● Study text:
==================================================

The major challenge in managing trauma is avoiding complications. Children’s fractures generally heal quickly. Vascular complications are uncommon, nerve injuries usually recover with time, and joint motion recovers spontaneously. In general, outcomes are excellent, unless problems develop. Most complications are due to the injury, while a few result from mismanagement. A good strategy in managing trauma is to consider what complications are most likely to occur from that injury and to take active measures to avoid them.
It has been estimated that about 15% of children’s fractures are misdiagnosed. Being aware of occult injuries and pitfalls and performing a careful evaluation will reduce this risk.
Be aware that certain fractures carry a high rate of complications.
Supracondylar fractures The risks include forearm ischemic contracture, nerve injuries, and malunion causing cubitus varus.
Lateral condylar fractures This injury has the potential for nonunion and displacement.
Radial neck fractures For severely displaced fractures, avascular necrosis, overgrowth, and rotational stiffness are risks.

==================================================

● Stored records:
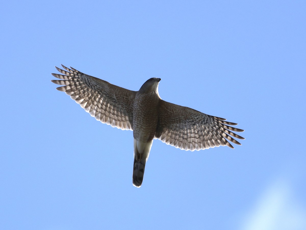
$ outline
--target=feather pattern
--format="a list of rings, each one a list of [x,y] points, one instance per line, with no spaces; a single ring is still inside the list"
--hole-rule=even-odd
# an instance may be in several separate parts
[[[155,138],[185,150],[199,150],[220,145],[234,148],[229,142],[241,144],[232,137],[244,138],[232,131],[244,130],[229,126],[237,124],[225,120],[161,100]]]
[[[54,83],[70,96],[85,111],[102,123],[121,129],[132,130],[133,109],[136,92],[112,85],[71,67],[56,67],[62,74],[52,74],[61,80]]]

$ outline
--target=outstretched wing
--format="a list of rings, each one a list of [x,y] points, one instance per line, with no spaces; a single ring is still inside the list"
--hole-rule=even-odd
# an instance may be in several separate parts
[[[199,150],[220,145],[234,148],[229,141],[241,144],[231,136],[244,138],[232,131],[244,130],[229,126],[237,124],[226,120],[162,100],[155,137],[185,150]]]
[[[121,129],[133,128],[133,106],[136,92],[83,74],[70,67],[55,67],[62,74],[51,74],[56,88],[66,93],[85,111],[102,123]]]

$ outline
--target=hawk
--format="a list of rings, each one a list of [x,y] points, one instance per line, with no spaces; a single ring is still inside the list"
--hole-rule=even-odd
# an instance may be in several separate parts
[[[162,100],[158,93],[160,78],[152,78],[138,91],[129,90],[62,65],[55,67],[62,74],[53,73],[61,80],[54,83],[98,121],[122,130],[133,130],[133,184],[141,185],[146,163],[153,140],[185,150],[199,150],[226,145],[244,138],[232,131],[236,123],[208,115],[192,109]]]

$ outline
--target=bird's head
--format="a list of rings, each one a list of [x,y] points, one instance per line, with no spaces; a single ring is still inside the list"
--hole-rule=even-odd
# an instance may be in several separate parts
[[[159,97],[158,94],[158,84],[161,80],[158,78],[150,78],[145,82],[140,87],[138,91],[141,94],[148,94],[155,93]]]

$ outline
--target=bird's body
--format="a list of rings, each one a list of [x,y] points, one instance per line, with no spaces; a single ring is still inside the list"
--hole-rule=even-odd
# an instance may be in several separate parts
[[[229,140],[241,144],[231,136],[244,139],[231,132],[244,130],[228,125],[236,123],[162,100],[158,90],[160,78],[151,78],[139,91],[132,91],[62,66],[65,70],[56,68],[64,75],[52,74],[62,79],[53,82],[64,86],[57,89],[70,95],[103,123],[133,130],[133,184],[136,187],[142,183],[154,139],[191,151],[220,145],[233,148]]]

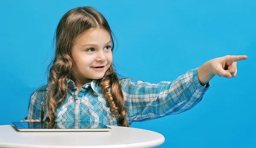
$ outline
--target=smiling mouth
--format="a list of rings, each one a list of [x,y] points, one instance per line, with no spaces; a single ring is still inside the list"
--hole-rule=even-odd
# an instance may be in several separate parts
[[[93,67],[93,68],[102,68],[103,67],[104,67],[105,66],[99,66],[99,67]]]

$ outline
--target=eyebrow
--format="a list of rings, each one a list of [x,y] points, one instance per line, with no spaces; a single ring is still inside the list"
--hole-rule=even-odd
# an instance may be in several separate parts
[[[105,45],[109,44],[111,43],[111,40],[109,42],[108,42],[107,43],[106,43]],[[97,45],[96,45],[96,44],[88,44],[84,45],[82,46],[82,47],[86,46],[97,46]]]

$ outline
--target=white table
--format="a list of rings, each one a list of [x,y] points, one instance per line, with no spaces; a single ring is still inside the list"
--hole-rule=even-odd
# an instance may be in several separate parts
[[[150,148],[165,141],[154,131],[109,126],[111,131],[26,132],[0,125],[0,148]]]

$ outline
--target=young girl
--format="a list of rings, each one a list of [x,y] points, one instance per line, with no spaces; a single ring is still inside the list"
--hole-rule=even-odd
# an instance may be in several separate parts
[[[119,79],[113,68],[112,33],[105,18],[93,8],[66,13],[56,29],[48,84],[32,94],[23,121],[129,127],[134,121],[179,114],[202,100],[214,75],[236,77],[236,61],[247,58],[215,58],[172,82],[134,82]]]

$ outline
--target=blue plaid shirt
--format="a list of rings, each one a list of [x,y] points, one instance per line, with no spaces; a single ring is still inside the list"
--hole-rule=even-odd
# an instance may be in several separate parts
[[[204,86],[198,78],[198,67],[189,70],[172,82],[151,84],[130,79],[119,80],[124,96],[124,107],[129,126],[134,121],[145,121],[187,111],[198,103],[210,87]],[[99,122],[106,125],[118,125],[107,105],[101,88],[94,80],[84,84],[79,93],[74,82],[66,80],[67,96],[57,109],[55,121]],[[36,90],[30,96],[28,115],[25,120],[44,121],[48,116],[46,96],[47,85]]]

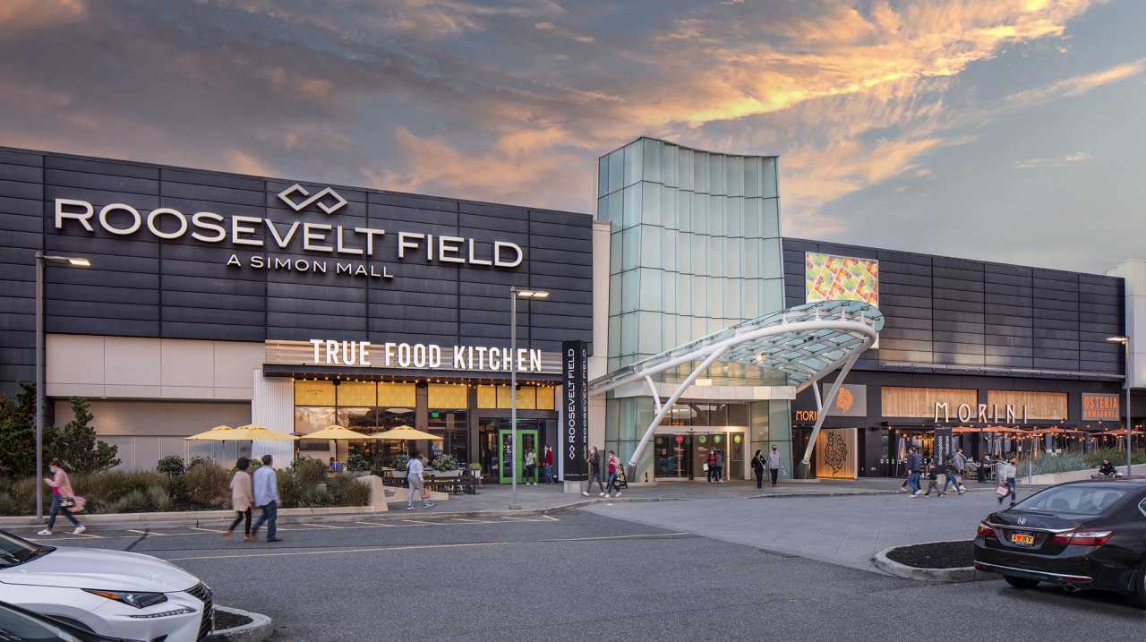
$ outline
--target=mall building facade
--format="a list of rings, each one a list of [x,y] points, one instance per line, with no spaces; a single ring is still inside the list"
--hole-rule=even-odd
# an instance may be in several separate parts
[[[592,338],[582,213],[5,149],[0,229],[2,392],[34,381],[36,253],[87,258],[45,269],[48,420],[87,398],[125,468],[249,454],[183,439],[219,424],[411,425],[442,437],[414,447],[497,480],[512,361],[523,444],[541,452],[562,342]],[[519,302],[517,353],[511,287],[549,292]]]
[[[936,428],[1101,430],[1124,410],[1122,347],[1106,338],[1129,334],[1136,352],[1135,335],[1146,339],[1141,261],[1092,275],[784,238],[775,156],[642,138],[602,156],[595,182],[590,216],[0,148],[0,392],[34,379],[44,252],[91,261],[45,269],[49,422],[68,421],[70,397],[88,399],[125,468],[295,455],[183,439],[218,424],[301,436],[413,425],[442,438],[414,447],[508,480],[511,394],[526,448],[567,445],[565,342],[583,343],[595,379],[841,298],[879,307],[886,323],[825,417],[833,444],[850,448],[845,476],[896,473],[902,448],[926,446]],[[512,287],[549,292],[519,299],[517,352]],[[1132,365],[1146,375],[1146,355]],[[653,391],[666,399],[689,370],[590,397],[582,441],[627,461]],[[783,374],[716,362],[629,481],[702,479],[716,451],[724,477],[744,478],[771,446],[792,473],[815,407]],[[303,455],[348,454],[299,444]]]

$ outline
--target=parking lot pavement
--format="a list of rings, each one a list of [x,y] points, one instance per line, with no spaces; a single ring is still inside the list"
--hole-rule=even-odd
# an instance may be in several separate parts
[[[882,641],[912,623],[951,637],[1069,639],[1138,635],[1144,623],[1109,595],[928,585],[586,511],[336,526],[293,525],[278,545],[188,529],[53,540],[167,558],[219,603],[270,616],[277,642]]]
[[[1027,493],[1020,491],[1020,496]],[[890,546],[968,540],[989,512],[994,493],[944,498],[904,494],[841,498],[730,499],[704,502],[605,503],[584,510],[656,527],[874,570]]]

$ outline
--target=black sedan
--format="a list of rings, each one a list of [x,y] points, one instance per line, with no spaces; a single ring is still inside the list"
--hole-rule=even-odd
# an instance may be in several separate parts
[[[979,524],[975,569],[1018,588],[1127,593],[1146,608],[1146,480],[1061,484],[992,512]]]

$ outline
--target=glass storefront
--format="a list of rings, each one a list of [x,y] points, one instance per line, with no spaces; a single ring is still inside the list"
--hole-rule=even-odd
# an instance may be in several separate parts
[[[556,389],[545,383],[518,385],[518,429],[529,434],[539,460],[545,445],[557,445]],[[388,465],[405,448],[418,449],[430,461],[450,454],[458,465],[481,464],[482,475],[496,481],[504,457],[497,447],[499,431],[510,428],[510,386],[472,385],[465,382],[361,382],[295,381],[295,432],[308,434],[331,424],[371,434],[408,425],[441,437],[424,443],[327,443],[299,440],[304,456],[366,455],[375,465]],[[337,448],[337,451],[335,449]],[[524,452],[524,451],[523,451]],[[505,462],[508,463],[508,462]]]

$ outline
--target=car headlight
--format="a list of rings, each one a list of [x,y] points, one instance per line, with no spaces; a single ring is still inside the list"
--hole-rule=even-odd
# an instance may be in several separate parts
[[[123,590],[100,590],[95,588],[85,588],[85,593],[91,593],[92,595],[99,595],[100,597],[107,597],[108,600],[115,600],[127,604],[128,606],[135,606],[136,609],[147,609],[148,606],[154,606],[155,604],[163,604],[167,601],[167,596],[162,593],[128,593]]]

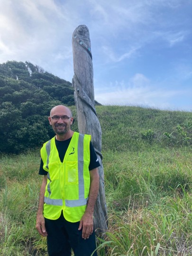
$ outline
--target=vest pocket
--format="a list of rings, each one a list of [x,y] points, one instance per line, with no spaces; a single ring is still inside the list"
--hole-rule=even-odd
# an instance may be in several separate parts
[[[76,161],[70,162],[68,165],[68,171],[66,172],[66,184],[78,184],[78,168]]]

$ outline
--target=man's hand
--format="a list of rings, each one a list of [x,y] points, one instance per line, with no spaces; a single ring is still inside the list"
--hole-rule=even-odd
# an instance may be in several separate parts
[[[41,236],[43,237],[47,236],[45,225],[45,218],[43,214],[37,214],[37,216],[36,229]]]
[[[88,238],[93,231],[92,214],[85,212],[80,220],[78,230],[80,230],[82,227],[82,238],[84,239]]]

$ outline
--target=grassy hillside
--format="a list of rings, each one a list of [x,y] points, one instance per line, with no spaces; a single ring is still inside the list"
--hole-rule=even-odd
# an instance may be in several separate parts
[[[96,110],[109,219],[107,238],[98,239],[98,255],[192,255],[192,113],[115,106]],[[46,240],[35,228],[39,150],[0,157],[0,255],[47,255]]]

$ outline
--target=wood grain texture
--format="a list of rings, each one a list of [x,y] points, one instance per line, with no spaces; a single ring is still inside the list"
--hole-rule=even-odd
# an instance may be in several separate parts
[[[94,228],[99,236],[107,230],[108,216],[102,163],[101,129],[94,107],[93,69],[89,29],[79,26],[73,34],[74,75],[72,83],[77,109],[79,131],[90,134],[101,166],[100,189],[94,213]]]

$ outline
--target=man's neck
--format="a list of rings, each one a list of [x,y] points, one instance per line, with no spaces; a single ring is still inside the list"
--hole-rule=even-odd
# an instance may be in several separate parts
[[[71,138],[74,132],[70,130],[65,134],[56,134],[56,139],[59,141],[66,140],[67,139]]]

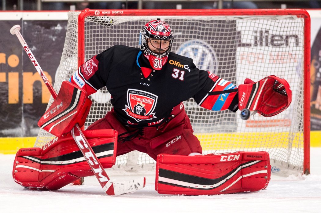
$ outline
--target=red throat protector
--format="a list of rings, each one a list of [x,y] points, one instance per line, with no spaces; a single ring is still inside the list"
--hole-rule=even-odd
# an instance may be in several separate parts
[[[160,58],[152,54],[147,53],[146,51],[144,53],[144,55],[148,60],[149,63],[152,68],[156,70],[161,70],[163,66],[167,62],[168,58],[167,56]]]

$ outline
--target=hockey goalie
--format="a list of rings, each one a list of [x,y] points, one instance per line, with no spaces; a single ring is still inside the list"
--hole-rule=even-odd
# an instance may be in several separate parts
[[[173,39],[168,24],[152,20],[141,31],[140,48],[112,46],[80,66],[63,83],[38,123],[56,137],[41,148],[18,152],[15,181],[54,190],[92,175],[69,132],[84,123],[91,104],[87,96],[106,86],[113,108],[83,131],[104,168],[112,167],[117,156],[138,150],[156,161],[155,189],[160,193],[213,195],[266,187],[268,153],[218,151],[202,155],[183,102],[192,97],[211,110],[247,109],[272,116],[291,102],[288,82],[270,76],[256,82],[246,79],[237,87],[171,52]]]

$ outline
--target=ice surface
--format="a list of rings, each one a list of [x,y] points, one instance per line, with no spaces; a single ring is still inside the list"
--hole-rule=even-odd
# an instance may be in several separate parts
[[[93,176],[85,178],[82,185],[69,185],[55,191],[30,191],[13,181],[14,155],[0,155],[0,212],[320,212],[321,147],[311,151],[310,175],[272,176],[267,188],[258,192],[199,196],[158,193],[154,189],[155,175],[150,172],[145,188],[117,197],[106,195]],[[116,181],[137,176],[113,171],[107,173]]]

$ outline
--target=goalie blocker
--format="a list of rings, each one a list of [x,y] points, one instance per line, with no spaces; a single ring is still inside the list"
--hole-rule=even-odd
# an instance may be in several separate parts
[[[268,153],[240,152],[206,155],[160,154],[155,190],[160,194],[212,195],[265,189],[271,177]]]

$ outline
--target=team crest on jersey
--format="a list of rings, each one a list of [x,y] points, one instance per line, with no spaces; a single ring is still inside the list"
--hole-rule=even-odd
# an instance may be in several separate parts
[[[82,65],[84,74],[89,78],[91,77],[93,74],[93,70],[95,70],[95,71],[97,70],[98,68],[98,61],[95,57],[87,61]]]
[[[127,105],[123,109],[127,115],[137,122],[156,117],[153,112],[157,96],[150,93],[133,89],[127,90]]]

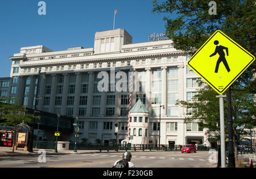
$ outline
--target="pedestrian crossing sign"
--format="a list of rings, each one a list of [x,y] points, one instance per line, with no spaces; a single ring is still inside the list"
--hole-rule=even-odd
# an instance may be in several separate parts
[[[254,60],[253,55],[218,30],[187,64],[218,93],[222,94]]]

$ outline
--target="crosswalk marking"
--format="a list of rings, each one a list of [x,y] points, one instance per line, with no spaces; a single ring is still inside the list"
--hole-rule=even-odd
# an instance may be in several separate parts
[[[194,159],[191,159],[191,158],[189,158],[189,159],[188,159],[189,160],[194,160]]]
[[[200,160],[200,161],[205,161],[205,160],[204,160],[204,159],[198,159],[198,160]]]
[[[179,160],[184,160],[184,159],[183,158],[179,158]]]

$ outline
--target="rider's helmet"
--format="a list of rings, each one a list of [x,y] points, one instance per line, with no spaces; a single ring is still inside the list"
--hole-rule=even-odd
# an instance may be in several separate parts
[[[131,153],[130,152],[125,152],[123,153],[123,159],[130,160],[131,159]]]

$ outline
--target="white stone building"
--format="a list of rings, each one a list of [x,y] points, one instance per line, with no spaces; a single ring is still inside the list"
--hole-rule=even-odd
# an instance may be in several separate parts
[[[193,100],[199,77],[187,66],[187,54],[174,48],[171,40],[133,44],[132,37],[125,30],[117,29],[96,32],[93,48],[53,51],[43,45],[23,47],[10,59],[13,64],[9,85],[13,89],[10,95],[19,98],[19,104],[26,101],[27,106],[33,108],[39,85],[38,109],[78,116],[80,141],[86,138],[94,143],[99,139],[104,143],[110,143],[115,139],[116,123],[118,140],[126,138],[129,92],[100,92],[97,88],[100,72],[114,78],[121,71],[127,74],[133,72],[137,77],[133,85],[138,90],[132,92],[131,107],[141,99],[148,112],[141,116],[143,120],[147,118],[147,126],[137,131],[138,136],[141,134],[144,140],[136,143],[151,140],[158,143],[162,105],[165,107],[161,109],[162,144],[183,145],[199,141],[209,145],[204,130],[196,123],[184,123],[187,110],[175,105],[177,99]],[[114,68],[113,76],[110,69]],[[41,75],[38,84],[39,70],[44,77]],[[115,79],[115,84],[118,80]],[[114,85],[110,84],[110,89],[113,89]]]

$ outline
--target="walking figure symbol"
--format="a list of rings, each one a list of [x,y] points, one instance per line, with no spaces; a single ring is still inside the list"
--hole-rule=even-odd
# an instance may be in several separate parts
[[[228,72],[229,72],[230,71],[230,69],[229,69],[229,65],[228,65],[228,63],[226,62],[226,58],[225,57],[225,53],[224,50],[225,49],[226,52],[226,55],[229,56],[229,50],[227,47],[221,46],[220,45],[218,40],[215,40],[214,42],[214,45],[216,45],[216,48],[215,49],[215,52],[210,55],[210,57],[216,55],[217,53],[218,53],[220,55],[220,57],[218,59],[218,61],[217,61],[216,67],[215,68],[215,73],[218,73],[218,67],[220,66],[220,64],[221,62],[223,62],[223,64],[225,65],[225,67],[226,68],[226,70],[228,70]]]

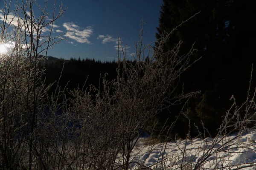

==================================================

● Tasks to complete:
1. Answer these questions from the fracture text:
(a) About what share of children's fractures has been estimated to be misdiagnosed?
(b) What two problems can follow lateral condylar fractures?
(c) What deformity can malunion of supracondylar fractures cause?
2. Decide whether each statement agrees with the fracture text. Answer yes or no and quote the words that settle it.
(a) Vascular complications are common in children's fractures.
(b) Most complications come from mismanagement.
(c) Avascular necrosis is a risk in severely displaced radial neck fractures.
3. Extend the fracture text from where it stops.
The listing is separate material and not part of the fracture text.

● Responses to the tasks:
1.
(a) About 15%.
(b) Nonunion and displacement.
(c) Cubitus varus.

2.
(a) No: "Vascular complications are uncommon"
(b) No: "Most complications are due to the injury, while a few result from mismanagement."
(c) Yes: "For severely displaced fractures, avascular necrosis, overgrowth, and rotational stiffness are risks."

3.
Midshaft forearm fractures in older children may be complicated by malunion that limits forearm rotation, causes refracture, and rarely cross union.
Femoral neck fracture may develop avascular necrosis and coxa vara.
Distal femoral physeal fracture often develops growth arrest.
Proximal tibial metaphyseal fracture may result in overgrowth, causing genu valgum.
Nonpreventable Complications from Injuries
Some complications are due to irreparable damage at the time of injury.
Avascular necrosis of the proximal femur or radial head can be caused by vascular injuries to the epiphysis vessels. Even with joint decompression and anatomic reduction, this complication may occur.
Physeal injuries that damage the germinal layer of the growth plate often cause shortening and angulatory deformity.
Some complications of fractures can be avoided by skillful management.
Compartment syndromes may result from vascular injury, prolonged operative procedures, cannulation of arteries, catheterization procedures, intravenous fluid infiltration, osteomyelitis, and necrotizing fascitis. Prevent or manage effectively by early recognition and treatment before muscle necrosis occurs.
Malunion due to inadequate reduction or loss of position are common in older children.
Physeal bar formation results from fractures that simply traverse rather than damage the germinal layer. Anatomic reduction reduces the risk of a physeal bar forming across the growth plate.
Deformity from small physeal bars can be prevented by identifying and resectioning bars (less than 50% of physis) before significant deformity occurs.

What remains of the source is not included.